→ Bronfragment:
10.3.4 Verweerder kan gelet op het voorgaande niet worden gevolgd in zijn stelling dat aan de voornoemde door eiseres ingebrachte stukken zonder meer geen betekenis toekomt. Het had dan ook in de rede gelegen dat verweerder naar aanleiding van de ingebrachte stukken nader onderzoek had verricht.
11. De besluiten van 18 april 2012 en 8 februari 2013 zijn reeds gelet op het vorenstaande in strijd met het bepaalde in de artikelen 3:2 en 7:12 van de Awb onzorgvuldig voorbereid alsmede ondeugdelijk gemotiveerd. Het beroep is gegrond. Die besluiten zullen worden vernietigd.

→ Ruwe gegevens:
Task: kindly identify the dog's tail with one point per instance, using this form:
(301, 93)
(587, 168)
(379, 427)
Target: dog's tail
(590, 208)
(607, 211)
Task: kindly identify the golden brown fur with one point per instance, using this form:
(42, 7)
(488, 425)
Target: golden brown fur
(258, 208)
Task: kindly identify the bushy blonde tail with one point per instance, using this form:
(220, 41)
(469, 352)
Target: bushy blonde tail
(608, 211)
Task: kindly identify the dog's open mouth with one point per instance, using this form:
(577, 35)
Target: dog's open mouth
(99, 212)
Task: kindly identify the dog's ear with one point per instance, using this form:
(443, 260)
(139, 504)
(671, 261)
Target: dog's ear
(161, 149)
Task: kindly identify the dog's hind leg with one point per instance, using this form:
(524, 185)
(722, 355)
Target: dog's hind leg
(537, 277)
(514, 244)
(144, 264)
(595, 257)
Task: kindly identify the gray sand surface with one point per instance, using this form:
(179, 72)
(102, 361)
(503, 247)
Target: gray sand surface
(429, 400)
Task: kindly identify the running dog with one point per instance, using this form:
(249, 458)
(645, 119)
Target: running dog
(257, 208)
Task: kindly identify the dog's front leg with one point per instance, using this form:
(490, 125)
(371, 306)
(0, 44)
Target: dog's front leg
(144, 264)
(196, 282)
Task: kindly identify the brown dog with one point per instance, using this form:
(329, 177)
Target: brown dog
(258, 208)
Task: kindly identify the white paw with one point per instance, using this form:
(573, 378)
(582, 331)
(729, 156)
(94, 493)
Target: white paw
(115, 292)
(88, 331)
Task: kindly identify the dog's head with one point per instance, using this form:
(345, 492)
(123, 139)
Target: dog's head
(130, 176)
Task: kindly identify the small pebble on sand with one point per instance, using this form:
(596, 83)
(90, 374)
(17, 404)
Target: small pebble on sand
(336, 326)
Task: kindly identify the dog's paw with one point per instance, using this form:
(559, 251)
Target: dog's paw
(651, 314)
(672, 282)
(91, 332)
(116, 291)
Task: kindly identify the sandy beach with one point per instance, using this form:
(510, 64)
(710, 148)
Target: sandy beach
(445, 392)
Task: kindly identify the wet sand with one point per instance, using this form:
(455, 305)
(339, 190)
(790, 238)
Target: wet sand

→ Vragen en opdrachten:
A) Met welke artikelen van de Awb zijn de besluiten volgens het bronfragment in strijd?
B) Schrijf uit het bronfragment het stuk van "10.3.4 Verweerder kan" tot en met "onderzoek had verricht." letterlijk over.

→ Resultaten:
A) Met de artikelen 3:2 en 7:12 van de Awb.

B)
10.3.4 Verweerder kan gelet op het voorgaande niet worden gevolgd in zijn stelling dat aan de voornoemde door eiseres ingebrachte stukken zonder meer geen betekenis toekomt. Het had dan ook in de rede gelegen dat verweerder naar aanleiding van de ingebrachte stukken nader onderzoek had verricht.